After locating the line that contains "Task: mark the thin white", quote it and all lines after it through the end of the entries, and nothing more. Pictures stay out.
[Begin]
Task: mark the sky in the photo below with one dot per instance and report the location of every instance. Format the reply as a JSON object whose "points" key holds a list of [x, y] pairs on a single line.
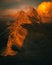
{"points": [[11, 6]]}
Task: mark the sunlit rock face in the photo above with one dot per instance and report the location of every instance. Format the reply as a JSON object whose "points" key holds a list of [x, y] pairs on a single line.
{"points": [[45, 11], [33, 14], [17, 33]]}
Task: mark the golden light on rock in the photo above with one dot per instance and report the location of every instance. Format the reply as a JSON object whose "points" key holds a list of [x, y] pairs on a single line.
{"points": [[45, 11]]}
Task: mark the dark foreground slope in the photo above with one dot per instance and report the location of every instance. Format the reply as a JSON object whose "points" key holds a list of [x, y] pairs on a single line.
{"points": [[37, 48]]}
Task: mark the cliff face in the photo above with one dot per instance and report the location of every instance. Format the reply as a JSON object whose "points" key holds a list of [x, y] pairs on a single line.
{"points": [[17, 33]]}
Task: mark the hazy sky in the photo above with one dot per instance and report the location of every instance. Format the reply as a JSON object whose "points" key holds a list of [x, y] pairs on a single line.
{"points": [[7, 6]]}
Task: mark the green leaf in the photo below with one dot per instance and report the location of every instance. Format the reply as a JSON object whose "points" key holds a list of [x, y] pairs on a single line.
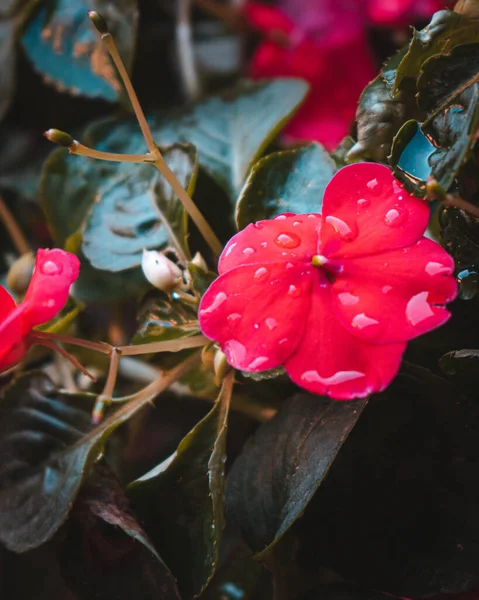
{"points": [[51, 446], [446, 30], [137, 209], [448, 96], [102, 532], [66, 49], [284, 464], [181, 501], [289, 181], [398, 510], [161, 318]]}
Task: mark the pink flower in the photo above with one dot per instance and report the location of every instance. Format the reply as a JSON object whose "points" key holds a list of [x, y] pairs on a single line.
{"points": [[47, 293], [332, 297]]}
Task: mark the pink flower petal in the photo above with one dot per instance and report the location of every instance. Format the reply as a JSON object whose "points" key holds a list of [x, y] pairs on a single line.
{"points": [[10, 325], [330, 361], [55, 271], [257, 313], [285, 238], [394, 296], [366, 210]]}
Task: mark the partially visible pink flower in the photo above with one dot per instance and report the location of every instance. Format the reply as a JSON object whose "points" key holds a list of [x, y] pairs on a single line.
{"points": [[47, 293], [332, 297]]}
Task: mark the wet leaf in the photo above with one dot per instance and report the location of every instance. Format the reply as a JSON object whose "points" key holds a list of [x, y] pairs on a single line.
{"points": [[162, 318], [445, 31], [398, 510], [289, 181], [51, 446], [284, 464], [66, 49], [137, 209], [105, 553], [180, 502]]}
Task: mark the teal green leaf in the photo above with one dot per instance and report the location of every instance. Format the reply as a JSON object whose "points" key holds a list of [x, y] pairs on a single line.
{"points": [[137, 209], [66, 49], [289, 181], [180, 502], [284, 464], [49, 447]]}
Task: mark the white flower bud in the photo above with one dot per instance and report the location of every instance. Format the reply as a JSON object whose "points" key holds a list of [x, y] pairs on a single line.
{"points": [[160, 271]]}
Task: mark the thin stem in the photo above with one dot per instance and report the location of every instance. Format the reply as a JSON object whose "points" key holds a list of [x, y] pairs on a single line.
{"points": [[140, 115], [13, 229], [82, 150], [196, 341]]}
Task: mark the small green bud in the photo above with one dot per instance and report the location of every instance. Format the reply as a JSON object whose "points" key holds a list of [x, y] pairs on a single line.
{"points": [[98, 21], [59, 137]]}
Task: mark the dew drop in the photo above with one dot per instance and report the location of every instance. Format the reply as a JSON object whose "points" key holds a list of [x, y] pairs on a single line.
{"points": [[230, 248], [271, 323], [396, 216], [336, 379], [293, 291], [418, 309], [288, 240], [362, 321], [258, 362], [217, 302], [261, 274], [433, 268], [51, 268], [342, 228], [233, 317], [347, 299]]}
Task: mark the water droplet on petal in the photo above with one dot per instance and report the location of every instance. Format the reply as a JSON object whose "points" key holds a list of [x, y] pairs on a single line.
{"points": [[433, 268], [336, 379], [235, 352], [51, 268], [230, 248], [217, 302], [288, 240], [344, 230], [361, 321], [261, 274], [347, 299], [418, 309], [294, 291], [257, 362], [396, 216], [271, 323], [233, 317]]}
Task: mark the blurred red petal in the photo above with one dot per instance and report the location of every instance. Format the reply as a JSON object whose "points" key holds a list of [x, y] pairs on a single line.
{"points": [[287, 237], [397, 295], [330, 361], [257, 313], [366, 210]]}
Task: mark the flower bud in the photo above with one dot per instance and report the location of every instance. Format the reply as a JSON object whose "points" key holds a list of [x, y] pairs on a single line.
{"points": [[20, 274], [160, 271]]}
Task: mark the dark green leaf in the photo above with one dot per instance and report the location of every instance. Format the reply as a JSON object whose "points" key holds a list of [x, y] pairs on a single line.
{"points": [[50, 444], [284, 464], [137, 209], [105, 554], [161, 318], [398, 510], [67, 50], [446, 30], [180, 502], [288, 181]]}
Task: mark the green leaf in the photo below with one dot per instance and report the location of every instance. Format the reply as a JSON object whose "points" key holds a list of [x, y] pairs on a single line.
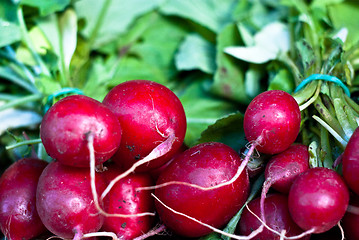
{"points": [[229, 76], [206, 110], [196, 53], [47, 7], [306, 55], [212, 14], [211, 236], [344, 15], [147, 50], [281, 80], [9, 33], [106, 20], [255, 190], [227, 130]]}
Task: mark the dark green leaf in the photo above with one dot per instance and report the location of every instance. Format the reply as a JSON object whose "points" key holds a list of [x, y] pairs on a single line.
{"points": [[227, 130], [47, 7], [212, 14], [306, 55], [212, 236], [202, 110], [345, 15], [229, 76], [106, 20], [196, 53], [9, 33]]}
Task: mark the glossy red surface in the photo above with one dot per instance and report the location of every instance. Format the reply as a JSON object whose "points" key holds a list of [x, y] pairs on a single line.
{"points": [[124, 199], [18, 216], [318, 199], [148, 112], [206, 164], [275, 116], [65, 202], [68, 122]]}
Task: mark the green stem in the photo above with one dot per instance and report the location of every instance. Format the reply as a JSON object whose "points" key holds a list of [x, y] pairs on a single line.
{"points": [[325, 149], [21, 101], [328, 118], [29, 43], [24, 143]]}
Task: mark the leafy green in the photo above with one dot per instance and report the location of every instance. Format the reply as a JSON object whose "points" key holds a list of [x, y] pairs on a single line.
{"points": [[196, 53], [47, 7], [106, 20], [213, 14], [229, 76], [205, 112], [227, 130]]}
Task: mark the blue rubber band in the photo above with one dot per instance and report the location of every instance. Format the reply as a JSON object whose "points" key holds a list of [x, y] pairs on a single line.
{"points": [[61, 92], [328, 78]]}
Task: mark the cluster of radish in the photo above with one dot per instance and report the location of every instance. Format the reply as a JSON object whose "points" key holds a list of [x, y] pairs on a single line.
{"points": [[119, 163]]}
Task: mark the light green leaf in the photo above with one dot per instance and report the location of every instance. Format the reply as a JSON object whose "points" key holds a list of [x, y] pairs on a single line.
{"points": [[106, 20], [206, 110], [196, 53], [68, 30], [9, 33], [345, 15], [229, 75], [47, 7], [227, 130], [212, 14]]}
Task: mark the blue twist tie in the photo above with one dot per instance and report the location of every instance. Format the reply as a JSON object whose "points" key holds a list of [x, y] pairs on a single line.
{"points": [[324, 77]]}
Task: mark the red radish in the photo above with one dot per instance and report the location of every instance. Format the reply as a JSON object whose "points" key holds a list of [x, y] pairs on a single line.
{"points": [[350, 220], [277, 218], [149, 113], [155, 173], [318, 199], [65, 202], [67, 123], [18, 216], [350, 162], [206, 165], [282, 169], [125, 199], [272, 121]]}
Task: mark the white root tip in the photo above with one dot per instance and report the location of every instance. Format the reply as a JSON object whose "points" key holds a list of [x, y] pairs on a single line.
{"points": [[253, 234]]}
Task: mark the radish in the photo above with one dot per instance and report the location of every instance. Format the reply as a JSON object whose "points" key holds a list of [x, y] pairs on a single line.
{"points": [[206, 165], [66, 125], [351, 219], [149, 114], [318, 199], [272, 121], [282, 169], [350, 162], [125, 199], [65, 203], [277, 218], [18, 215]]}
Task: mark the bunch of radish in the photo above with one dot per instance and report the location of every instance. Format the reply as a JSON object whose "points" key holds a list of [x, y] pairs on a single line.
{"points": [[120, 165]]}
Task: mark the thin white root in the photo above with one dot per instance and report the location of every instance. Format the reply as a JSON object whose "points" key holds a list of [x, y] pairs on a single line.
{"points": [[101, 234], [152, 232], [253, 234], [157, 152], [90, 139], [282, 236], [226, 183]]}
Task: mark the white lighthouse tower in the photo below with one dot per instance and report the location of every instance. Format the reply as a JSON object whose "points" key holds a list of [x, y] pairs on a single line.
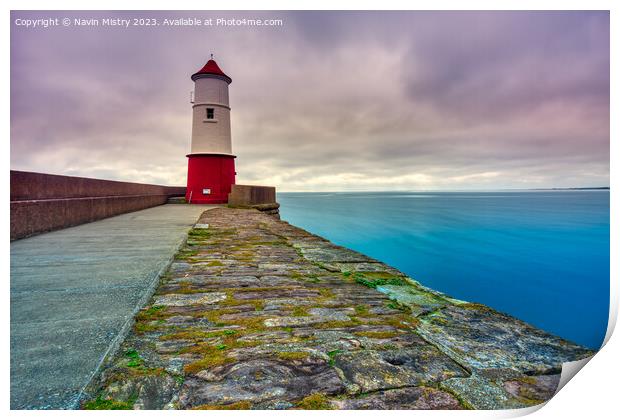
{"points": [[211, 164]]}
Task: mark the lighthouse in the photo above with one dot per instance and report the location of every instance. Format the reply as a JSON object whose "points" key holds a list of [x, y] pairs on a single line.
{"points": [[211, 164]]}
[End]
Right answer:
Task: mark the thin white root in the photo above with one dot per instance and report the location of every instance. Format the reply as a JSON object whose "points" key holds a list of [x, y] pairs on a single line.
{"points": [[101, 234], [152, 232], [253, 234], [157, 152], [90, 139], [282, 236], [226, 183]]}
Task: mark the white lighthouse tower in the photo below with one dot per instance and report the location of every instance. Format the reply as a JSON object whose "points" key holds a list of [x, y] pairs on a single line.
{"points": [[211, 164]]}
Task: mark the lighthouse in the photo above with one dot per instance and report the location of every instance. Format the reply as a JSON object whose "points" key holds a list of [x, y] pairs on a single line.
{"points": [[211, 164]]}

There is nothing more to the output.